### Tasks
• A. Decide whether each statement below agrees with the autonomic nervous system drug questions. Answer yes or no for each, and quote the words of the text that settle it.
(i) Epinephrine is effective when taken orally.
(ii) Adding epinephrine to a local anaesthetic reduces systemic toxicity.
(iii) Epinephrine may be injected with local anaesthetics into fingers and toes.
• B. According to the autonomic nervous system drug questions, which two enzymes rapidly metabolize epinephrine?
• C. Pick up the autonomic nervous system drug questions at the point where they stop, and keep writing.

### Excerpted text
Autonomic Nervous System Drugs — MCQs

Autonomic Nervous System Drugs Indian Medical PG Practice Questions and MCQs

Question 231: Epinephrine is used for all the following, except?

A. To prolong the action of local anaesthetics
B. As a topical haemostatic agent
C. Management of acute heart failure (Correct Answer)
D. Management of cardiac arrest

Explanation: **Explanation:** The correct answer is **C. Management of acute heart failure.** **1. Why Option C is correct (The Concept):** In acute heart failure (AHF), the primary goal is to improve cardiac output while reducing the workload on a failing heart. Epinephrine is a potent agonist at $\alpha_1$, $\beta_1$, and $\beta_2$ receptors. While its $\beta_1$ effect increases contractility, its $\alpha_1$ effect causes significant peripheral vasoconstriction, which **increases afterload**. This increased resistance makes it harder for the failing heart to pump blood, potentially worsening the failure and increasing myocardial oxygen demand, which can trigger arrhythmias or ischemia. For AHF, inotropes like **Dobutamine** (selective $\beta_1$) or **Milrinone** are preferred as they do not cause significant vasoconstriction. **2. Analysis of Incorrect Options:** * **A. Prolong action of local anaesthetics:** Epinephrine causes local vasoconstriction ($\alpha_1$), which reduces the systemic absorption of the anaesthetic. This increases the duration of action and reduces systemic toxicity. * **B. Topical haemostatic agent:** Due to its potent $\alpha_1$-mediated vasoconstriction, it is used topically to control bleeding from accessible mucous membranes (e.g., epistaxis) or during tooth extractions. * **D. Management of cardiac arrest:** Epinephrine is the **drug of choice** in ACLS protocols for cardiac arrest (VF/VT, Asystole, PEA). Its $\alpha_1$ effect increases diastolic blood pressure, improving coronary and cerebral perfusion pressure during CPR. **Clinical Pearls for NEET-PG:** * **Drug of Choice (DOC):** Epinephrine is the DOC for **Anaphylactic Shock** (1:1000 IM). * **Contraindication:** Never inject Epinephrine with local anaesthetics into "end-artery" areas (fingers, toes, nose, penis, ear lobes) due to the risk of gangrene. * **Metabolism:** It is rapidly metabolized by **COMT** and **MAO**; hence, it is not effective orally.

Question 232: First dose hypotension is commonly seen with which of the following medications?

A. Yohimbine
B. Prazosin (Correct Answer)

### Provided material
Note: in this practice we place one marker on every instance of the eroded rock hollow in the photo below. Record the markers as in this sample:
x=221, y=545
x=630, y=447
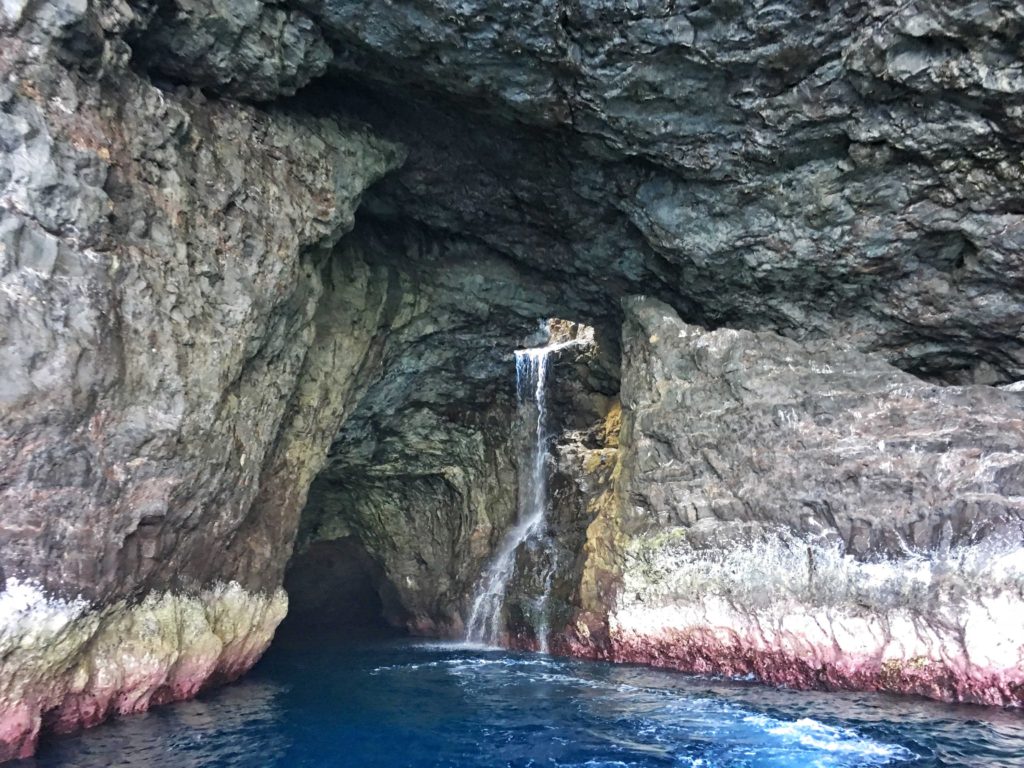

### Answers for each item
• A.
(i) No: "hence, it is not effective orally."
(ii) Yes: "This increases the duration of action and reduces systemic toxicity."
(iii) No: "Never inject Epinephrine with local anaesthetics into "end-artery" areas (fingers, toes, nose, penis, ear lobes) due to the risk of gangrene."

• B. COMT and MAO.

• C.
C. Atenolol
D. Methyldopa

Explanation: **Explanation:** **Prazosin** is a highly selective **Alpha-1 ($\alpha_1$) adrenergic blocker**. The "First Dose Effect" is a classic pharmacological phenomenon associated with this drug class. 1. **Why Prazosin is correct:** $\alpha_1$ receptors are primarily responsible for maintaining vascular tone through vasoconstriction. By blocking these receptors, Prazosin causes sudden peripheral vasodilation and a decrease in venous return. When a patient takes the first dose (or a significantly increased dose), the body cannot compensate quickly enough, leading to **severe orthostatic hypotension** and occasionally syncope (fainting). 2. **Why other options are incorrect:** * **Yohimbine:** This is a selective **$\alpha_2$ blocker**. It increases sympathetic outflow and can actually cause an *increase* in blood pressure and heart rate, rather than hypotension. * **Atenolol:** A selective **$\beta_1$ blocker**. While it lowers blood pressure, it does not typically cause the dramatic, sudden first-dose postural hypotension seen with alpha-blockers. * **Methyldopa:** A centrally acting **$\alpha_2$ agonist**. It lowers blood pressure gradually by reducing sympathetic outflow from the brain; it is not associated with the acute first-dose phenomenon. **High-Yield Clinical Pearls for NEET-PG:** * **Prevention:** To minimize the risk, the first dose of Prazosin should be **low (1 mg)** and administered **at bedtime** ("Bedtime dose"). * **Other Drugs:** Similar effects can be seen with other selective $\alpha_1$ blockers like **Terazosin** and **Doxazosin**. * **Clinical Use:** Prazosin is used for hypertension and Raynaud's phenomenon, while Tamsulosin (another $\alpha_1$ blocker) is more uroselective for Benign Prostatic Hyperplasia (BPH). * **Reflex Tachycardia:** Unlike non-selective alpha-blockers (e.g., Phenoxybenzamine), Prazosin causes less reflex tachycardia because it spares the $\alpha_2$ receptors (which regulate norepinephrine feedback).

Question 233: Which muscarinic receptor causes vasodilation?

A. M1
B. M2
C. M3 (Correct Answer)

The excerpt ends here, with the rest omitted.